### [YOUR TASK]
Please answer these three questions from the Alzheimer's drug mining article, one answer per line:
1. In which journal did the article appear?
2. In what year was Alzheimer's disease first reported?
3. About how many people worldwide had Alzheimer's disease in 2006?

++++ TEXT PASSAGE ++++

Literature DB >> 24719894

Improved candidate drug mining for Alzheimer's disease.

Yu-Huei Cheng1, Li-Yeh Chuang2, Hsueh-Wei Chang3, Cheng-Hong Yang4.   

Abstract

Alzheimer's disease (AD) is the main cause of dementia for older people. Although several antidementia drugs such as donepezil, rivastigmine, galantamine, and memantine have been developed, the effectiveness of AD drug therapy is still far from satisfactory. Recently, the single nucleotide polymorphisms (SNPs) have been chosen as one of the personalized medicine markers. Many pharmacogenomics databases have been developed to provide comprehensive information by associating SNPs with drug responses, disease incidence, and genes that are critical in choosing personalized therapy. However, we found that some information from different sets of pharmacogenomics databases is not sufficient and this may limit the potential functions for pharmacogenomics. To address this problem, we used approximate string matching method and data mining approach to improve the searching of pharmacogenomics database. After computation, we can successfully identify more genes linked to AD and AD-related drugs than previous online searching. These improvements may help to improve the pharmacogenomics of AD for personalized medicine.

Entities:  

Mesh:

Year:  2014        PMID: 24719894      PMCID: PMC3955684          DOI: 10.1155/2014/897653

Source DB:  PubMed          Journal:  Biomed Res Int            Impact factor:   3.411


1. Introduction

Alzheimer's disease (AD), the most common form of dementia, was first reported in 1906 [1]. In 2006, there were about 26.6 million AD patients worldwide and it was also common in southern Taiwan [2]. Although AD has been identified for a long time, most research progress was made in the recent 30 years [3]. However, no definitive cure is available for this disease and eventually it leads to death. Therefore, the drug discovery for Alzheimer's disease remains challenging. Single nucleotide polymorphisms (SNPs) are the most common variation in human genomes [4]. The importance of SNPs has been reviewed in genome-wide association studies for its association with disease susceptibility and drug metabolism [5, 6]. About 60–90% of the individual variation of drug response depends on pharmacogenomic factors. Therefore, SNP genotyping for candidate genes, pharmacological research, and drug discovery may play an increasingly important role in AD treatment. Meanwhile, increasing amounts of related information require the assistance of bioinformatics to construct the suitable databases and web servers. Recently, PharmGKB (the Pharmacogenetics and Pharmacogenomics Knowledge Base) has been constructed to provide a comprehensive database for pharmacogenomic studies [7]. PharmGKB provides the pharmacogenetics research network in terms of SNP discovery and drug responses [8] with the fully curated knowledge for drug pathways, drug-related genes, and relationships among genes, drugs, and diseases. However, some information of different functions of PharmGKB is insufficient to allow convenient crosstalking between each other. To solve this problem, we propose data mining method to improve the searching of pharmacogenomics of AD based on the download dataset of the PharmGKB resource.

++++ DATA FOR REVIEW ++++

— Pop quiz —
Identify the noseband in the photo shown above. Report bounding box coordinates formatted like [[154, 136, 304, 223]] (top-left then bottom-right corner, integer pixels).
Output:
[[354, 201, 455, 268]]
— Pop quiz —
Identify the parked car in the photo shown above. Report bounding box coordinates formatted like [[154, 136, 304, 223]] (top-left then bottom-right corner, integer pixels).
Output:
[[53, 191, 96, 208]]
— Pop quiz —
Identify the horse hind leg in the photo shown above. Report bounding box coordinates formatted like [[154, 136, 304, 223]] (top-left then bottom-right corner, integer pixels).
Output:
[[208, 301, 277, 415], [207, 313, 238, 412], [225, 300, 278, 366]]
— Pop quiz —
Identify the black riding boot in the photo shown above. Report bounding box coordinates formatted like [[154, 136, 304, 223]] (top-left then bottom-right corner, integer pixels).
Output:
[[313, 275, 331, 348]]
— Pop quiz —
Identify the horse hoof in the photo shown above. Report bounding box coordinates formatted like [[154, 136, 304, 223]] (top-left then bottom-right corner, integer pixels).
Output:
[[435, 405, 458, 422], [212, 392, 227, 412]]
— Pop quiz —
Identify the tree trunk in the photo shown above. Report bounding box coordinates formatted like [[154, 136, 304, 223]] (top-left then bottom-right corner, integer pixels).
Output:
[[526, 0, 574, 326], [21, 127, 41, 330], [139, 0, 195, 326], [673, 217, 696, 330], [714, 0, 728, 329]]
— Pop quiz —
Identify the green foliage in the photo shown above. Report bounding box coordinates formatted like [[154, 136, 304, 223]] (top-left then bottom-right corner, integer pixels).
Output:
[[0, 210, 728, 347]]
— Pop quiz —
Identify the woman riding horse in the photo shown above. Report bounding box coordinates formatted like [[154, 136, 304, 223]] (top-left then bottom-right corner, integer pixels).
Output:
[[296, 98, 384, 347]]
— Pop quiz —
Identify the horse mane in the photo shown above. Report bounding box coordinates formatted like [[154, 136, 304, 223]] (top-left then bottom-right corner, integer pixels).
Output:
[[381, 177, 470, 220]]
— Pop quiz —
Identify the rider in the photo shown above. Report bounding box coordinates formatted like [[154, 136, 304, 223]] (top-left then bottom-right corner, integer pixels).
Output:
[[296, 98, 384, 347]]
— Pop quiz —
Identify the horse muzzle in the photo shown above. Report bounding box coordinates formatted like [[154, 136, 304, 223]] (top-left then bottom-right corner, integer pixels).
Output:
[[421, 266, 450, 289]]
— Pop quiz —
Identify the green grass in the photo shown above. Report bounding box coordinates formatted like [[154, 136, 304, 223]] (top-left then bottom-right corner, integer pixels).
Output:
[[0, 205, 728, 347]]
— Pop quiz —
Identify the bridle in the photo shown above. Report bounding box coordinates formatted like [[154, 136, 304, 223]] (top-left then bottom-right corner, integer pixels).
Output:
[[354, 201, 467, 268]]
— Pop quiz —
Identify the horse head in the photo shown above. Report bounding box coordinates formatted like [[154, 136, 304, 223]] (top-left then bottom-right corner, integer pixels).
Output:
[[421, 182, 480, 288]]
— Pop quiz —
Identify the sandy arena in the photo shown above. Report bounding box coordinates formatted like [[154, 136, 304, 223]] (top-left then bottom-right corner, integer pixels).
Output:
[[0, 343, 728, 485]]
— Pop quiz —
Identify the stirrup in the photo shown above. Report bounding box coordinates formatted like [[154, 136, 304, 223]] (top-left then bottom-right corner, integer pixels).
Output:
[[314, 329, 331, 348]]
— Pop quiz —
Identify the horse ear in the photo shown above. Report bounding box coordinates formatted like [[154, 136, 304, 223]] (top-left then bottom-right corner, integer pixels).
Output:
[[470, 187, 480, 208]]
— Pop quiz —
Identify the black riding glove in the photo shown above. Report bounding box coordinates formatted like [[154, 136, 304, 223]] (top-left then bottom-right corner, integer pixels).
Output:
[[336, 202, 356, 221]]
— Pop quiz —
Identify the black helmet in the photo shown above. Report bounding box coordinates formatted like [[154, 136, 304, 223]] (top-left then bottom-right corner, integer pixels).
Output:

++++

### [RESULT OF THE EXERCISE]
1. Biomed Res Int
2. 1906
3. About 26.6 million